EXERCISE REQUIREMENTS:
**a.** Please list every module name in the forum post comparing Groovy/Grails with Perl/Catalyst that begins with the prefix "DBD::".
**b.** Extend the forum post comparing Groovy/Grails with Perl/Catalyst, picking up right after its last sentence.

SOURCE DOCUMENT:
+++
Nice to see you're into hacker news, anyway.

I would like to recommend Groovy and Grails, the main advantage of these over
Perl/Catalyst for me was portability, Groovy/Grails or GG just work better on
windows and SQL Server 2005. They were way easier to install, run and getting
started with. For example with Perl/Catalyst, Perl doesn't have a DBD::MSSql,
I think one can use JDBC or DBD::JDBC, but JDBC is at version 0.1 and
DBD::JDBC is also old DBD::Sybase, is well Sybase!

DB support of GG via hibernate is just way more robust.

Java have many many more active projects which GG relies on and can depend on.

Perl's CPAN is for sure fantastic, but CPAN is just not as portable as Java's
project, so with GG you know, and I know, that it will run on windows, with
Perl, there is no guaranty

Finally the moral is, with open source, you really have to consider a project
popularity. Project that are too centralized, that do not rely on other
popular project are doomed to get in your way!
+++
RECORD EXCERPTS:
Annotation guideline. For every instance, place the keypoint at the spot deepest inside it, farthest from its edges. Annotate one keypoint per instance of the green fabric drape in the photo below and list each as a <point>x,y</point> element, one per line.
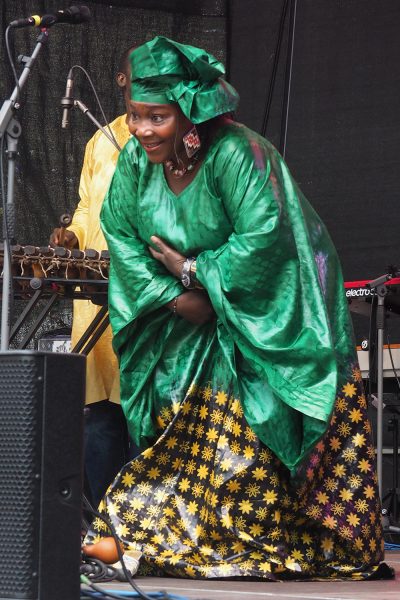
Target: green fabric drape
<point>271,272</point>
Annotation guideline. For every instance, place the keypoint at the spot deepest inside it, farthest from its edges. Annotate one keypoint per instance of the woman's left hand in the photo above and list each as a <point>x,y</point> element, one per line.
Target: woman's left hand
<point>170,258</point>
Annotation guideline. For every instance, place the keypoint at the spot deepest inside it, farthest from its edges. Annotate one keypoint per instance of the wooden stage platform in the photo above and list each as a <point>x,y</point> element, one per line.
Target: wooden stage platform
<point>247,590</point>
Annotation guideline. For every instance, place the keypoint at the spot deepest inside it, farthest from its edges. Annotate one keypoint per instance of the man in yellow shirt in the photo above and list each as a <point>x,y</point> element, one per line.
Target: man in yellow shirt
<point>106,436</point>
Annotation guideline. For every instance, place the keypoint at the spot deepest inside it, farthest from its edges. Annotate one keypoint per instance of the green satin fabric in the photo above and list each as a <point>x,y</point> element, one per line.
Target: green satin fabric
<point>282,334</point>
<point>164,71</point>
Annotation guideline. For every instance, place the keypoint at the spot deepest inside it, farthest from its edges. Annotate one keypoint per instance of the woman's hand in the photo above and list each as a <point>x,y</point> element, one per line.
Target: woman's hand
<point>63,237</point>
<point>193,306</point>
<point>170,258</point>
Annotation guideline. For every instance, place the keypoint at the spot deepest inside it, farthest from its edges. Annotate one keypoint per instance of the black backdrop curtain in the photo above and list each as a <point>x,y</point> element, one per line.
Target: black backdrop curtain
<point>50,158</point>
<point>343,121</point>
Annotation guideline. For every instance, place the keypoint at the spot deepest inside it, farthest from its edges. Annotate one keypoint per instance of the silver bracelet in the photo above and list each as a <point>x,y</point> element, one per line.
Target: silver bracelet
<point>185,274</point>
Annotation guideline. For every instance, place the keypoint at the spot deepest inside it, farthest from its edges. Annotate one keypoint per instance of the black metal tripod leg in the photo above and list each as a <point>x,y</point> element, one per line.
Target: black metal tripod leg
<point>39,321</point>
<point>25,313</point>
<point>90,330</point>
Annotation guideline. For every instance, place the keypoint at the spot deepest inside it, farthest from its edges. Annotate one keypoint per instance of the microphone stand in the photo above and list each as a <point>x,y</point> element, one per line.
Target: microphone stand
<point>87,112</point>
<point>10,126</point>
<point>381,290</point>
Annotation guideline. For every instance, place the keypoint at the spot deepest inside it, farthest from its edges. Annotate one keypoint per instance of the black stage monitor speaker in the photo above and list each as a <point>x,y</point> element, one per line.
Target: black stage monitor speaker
<point>41,427</point>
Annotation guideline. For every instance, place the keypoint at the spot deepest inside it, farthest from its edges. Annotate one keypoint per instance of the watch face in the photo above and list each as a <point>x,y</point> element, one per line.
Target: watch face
<point>185,280</point>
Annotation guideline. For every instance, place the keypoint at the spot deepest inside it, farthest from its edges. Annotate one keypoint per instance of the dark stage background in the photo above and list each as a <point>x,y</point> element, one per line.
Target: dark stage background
<point>340,97</point>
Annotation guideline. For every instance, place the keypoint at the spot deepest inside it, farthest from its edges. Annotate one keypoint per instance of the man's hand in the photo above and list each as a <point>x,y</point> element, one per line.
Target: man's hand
<point>70,240</point>
<point>170,258</point>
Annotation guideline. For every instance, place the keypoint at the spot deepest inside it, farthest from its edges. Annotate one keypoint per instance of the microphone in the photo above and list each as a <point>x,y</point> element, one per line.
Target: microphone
<point>73,15</point>
<point>68,100</point>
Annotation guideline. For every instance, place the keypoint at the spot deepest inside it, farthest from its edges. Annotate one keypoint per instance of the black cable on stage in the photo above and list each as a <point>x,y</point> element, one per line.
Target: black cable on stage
<point>274,68</point>
<point>126,572</point>
<point>97,100</point>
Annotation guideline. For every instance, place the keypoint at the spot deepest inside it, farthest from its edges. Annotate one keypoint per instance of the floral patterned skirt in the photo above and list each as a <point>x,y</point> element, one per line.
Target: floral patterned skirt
<point>209,500</point>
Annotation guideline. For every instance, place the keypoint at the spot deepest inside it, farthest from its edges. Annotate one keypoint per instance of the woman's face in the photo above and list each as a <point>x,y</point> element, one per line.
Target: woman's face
<point>159,128</point>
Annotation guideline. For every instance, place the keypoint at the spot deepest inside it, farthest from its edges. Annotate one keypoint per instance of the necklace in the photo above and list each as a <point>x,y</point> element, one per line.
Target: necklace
<point>179,172</point>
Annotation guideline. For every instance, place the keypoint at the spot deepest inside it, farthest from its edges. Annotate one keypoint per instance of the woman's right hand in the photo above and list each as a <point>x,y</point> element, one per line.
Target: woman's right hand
<point>70,239</point>
<point>194,306</point>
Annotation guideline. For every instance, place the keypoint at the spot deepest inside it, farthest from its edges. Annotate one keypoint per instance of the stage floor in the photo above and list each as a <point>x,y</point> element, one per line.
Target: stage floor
<point>246,590</point>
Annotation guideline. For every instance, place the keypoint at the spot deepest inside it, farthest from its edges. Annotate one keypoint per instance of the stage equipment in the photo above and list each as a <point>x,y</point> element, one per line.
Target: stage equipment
<point>41,407</point>
<point>380,288</point>
<point>12,128</point>
<point>360,295</point>
<point>392,498</point>
<point>44,273</point>
<point>72,15</point>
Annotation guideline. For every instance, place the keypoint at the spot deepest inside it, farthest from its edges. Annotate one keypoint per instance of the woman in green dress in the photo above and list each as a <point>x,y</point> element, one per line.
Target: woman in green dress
<point>239,376</point>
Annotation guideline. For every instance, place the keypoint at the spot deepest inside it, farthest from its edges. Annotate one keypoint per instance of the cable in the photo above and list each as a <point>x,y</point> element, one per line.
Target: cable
<point>274,68</point>
<point>11,61</point>
<point>396,376</point>
<point>97,592</point>
<point>126,572</point>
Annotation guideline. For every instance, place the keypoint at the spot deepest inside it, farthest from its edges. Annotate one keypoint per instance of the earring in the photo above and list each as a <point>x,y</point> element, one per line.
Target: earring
<point>191,141</point>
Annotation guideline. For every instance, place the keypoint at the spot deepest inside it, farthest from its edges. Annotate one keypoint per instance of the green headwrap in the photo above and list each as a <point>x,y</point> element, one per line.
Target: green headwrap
<point>164,71</point>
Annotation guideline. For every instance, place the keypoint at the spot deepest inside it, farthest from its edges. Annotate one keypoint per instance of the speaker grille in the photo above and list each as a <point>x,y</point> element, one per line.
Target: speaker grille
<point>21,382</point>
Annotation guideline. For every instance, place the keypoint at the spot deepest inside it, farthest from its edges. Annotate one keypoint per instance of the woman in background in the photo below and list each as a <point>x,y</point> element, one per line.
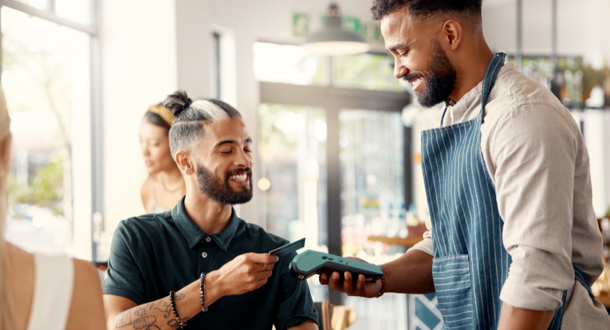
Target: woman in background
<point>164,186</point>
<point>39,291</point>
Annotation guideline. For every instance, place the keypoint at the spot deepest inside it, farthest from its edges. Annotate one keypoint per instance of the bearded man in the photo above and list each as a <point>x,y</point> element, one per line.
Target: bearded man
<point>513,242</point>
<point>200,252</point>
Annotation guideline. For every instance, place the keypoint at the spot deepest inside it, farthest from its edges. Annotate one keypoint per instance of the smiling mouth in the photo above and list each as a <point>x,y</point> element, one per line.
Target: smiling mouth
<point>416,82</point>
<point>239,177</point>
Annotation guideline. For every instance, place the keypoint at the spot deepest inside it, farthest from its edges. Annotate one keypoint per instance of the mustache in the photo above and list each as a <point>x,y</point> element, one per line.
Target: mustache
<point>412,76</point>
<point>246,170</point>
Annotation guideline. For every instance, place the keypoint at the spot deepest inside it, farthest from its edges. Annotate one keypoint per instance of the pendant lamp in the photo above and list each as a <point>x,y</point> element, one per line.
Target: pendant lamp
<point>334,39</point>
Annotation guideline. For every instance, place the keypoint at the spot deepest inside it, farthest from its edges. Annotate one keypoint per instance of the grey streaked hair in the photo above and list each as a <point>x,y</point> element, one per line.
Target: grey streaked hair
<point>188,126</point>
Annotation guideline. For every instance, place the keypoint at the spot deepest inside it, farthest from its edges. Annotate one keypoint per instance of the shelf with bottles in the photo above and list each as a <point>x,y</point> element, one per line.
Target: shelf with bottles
<point>573,81</point>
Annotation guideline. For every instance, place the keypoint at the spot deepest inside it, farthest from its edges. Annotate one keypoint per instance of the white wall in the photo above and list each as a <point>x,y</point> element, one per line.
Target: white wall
<point>138,69</point>
<point>581,27</point>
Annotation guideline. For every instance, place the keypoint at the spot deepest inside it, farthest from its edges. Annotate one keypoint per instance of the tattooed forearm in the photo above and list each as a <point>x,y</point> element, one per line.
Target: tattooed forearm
<point>124,319</point>
<point>148,316</point>
<point>147,322</point>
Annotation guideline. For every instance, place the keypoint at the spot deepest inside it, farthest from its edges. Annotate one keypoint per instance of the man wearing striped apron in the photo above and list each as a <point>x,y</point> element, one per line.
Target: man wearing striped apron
<point>513,241</point>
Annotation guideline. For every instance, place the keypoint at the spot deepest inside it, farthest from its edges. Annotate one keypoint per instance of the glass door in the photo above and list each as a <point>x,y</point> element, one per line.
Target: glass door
<point>292,171</point>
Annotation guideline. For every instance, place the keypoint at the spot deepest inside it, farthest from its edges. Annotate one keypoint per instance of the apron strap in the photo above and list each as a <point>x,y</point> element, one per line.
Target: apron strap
<point>496,63</point>
<point>580,276</point>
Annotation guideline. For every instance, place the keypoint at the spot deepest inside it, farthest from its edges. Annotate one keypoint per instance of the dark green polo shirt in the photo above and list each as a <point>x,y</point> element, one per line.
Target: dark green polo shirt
<point>155,253</point>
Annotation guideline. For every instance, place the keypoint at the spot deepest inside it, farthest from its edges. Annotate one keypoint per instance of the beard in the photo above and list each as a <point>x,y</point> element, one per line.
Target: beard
<point>219,189</point>
<point>440,80</point>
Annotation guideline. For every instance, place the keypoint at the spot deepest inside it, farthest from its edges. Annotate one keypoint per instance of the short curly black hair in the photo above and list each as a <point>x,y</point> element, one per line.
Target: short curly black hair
<point>427,8</point>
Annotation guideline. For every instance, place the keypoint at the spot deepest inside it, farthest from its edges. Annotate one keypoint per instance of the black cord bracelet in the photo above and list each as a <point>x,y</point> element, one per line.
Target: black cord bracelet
<point>181,323</point>
<point>201,290</point>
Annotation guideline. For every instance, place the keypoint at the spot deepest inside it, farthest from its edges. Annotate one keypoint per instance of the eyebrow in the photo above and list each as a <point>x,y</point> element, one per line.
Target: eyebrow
<point>248,140</point>
<point>393,48</point>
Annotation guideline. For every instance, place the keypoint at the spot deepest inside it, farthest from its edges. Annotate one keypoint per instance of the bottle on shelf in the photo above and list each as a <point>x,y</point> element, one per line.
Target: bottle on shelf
<point>402,223</point>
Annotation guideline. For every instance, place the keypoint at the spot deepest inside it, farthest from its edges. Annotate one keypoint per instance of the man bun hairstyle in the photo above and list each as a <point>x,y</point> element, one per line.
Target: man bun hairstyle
<point>427,8</point>
<point>159,115</point>
<point>188,128</point>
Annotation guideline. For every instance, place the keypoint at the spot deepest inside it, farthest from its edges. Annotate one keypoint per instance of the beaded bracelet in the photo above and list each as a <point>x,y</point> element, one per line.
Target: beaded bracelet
+++
RESULTS OF THE TASKS:
**a.** DBD::MSSql, DBD::JDBC, DBD::Sybase

**b.**
Catalyst relies on CPAN modules, this alone, assure me it is a better option
than RoR, because a lot more people are working on the different pieces
idependently, the work is better distributed, DBD::JDBC is usefull for a lot
more project, not only Catalyst, this suggest it will better survive and
evolve, RoR is full stack, so do evolve it will add a lot more work for its
developer, and its open source, so no guaranty you will find one to do the
work!

GG situation is even better than catalyst, it relies on an even more popular
and solid foundation.

New Open Source Poject should always trie to introduce the least amount of new
code!

I do believe that the future for Ruby, Tcl, Python and Perl should be on
either Parrot or the JVM this will make it easier for new project to rely on
other people's work, will improve portability etc ...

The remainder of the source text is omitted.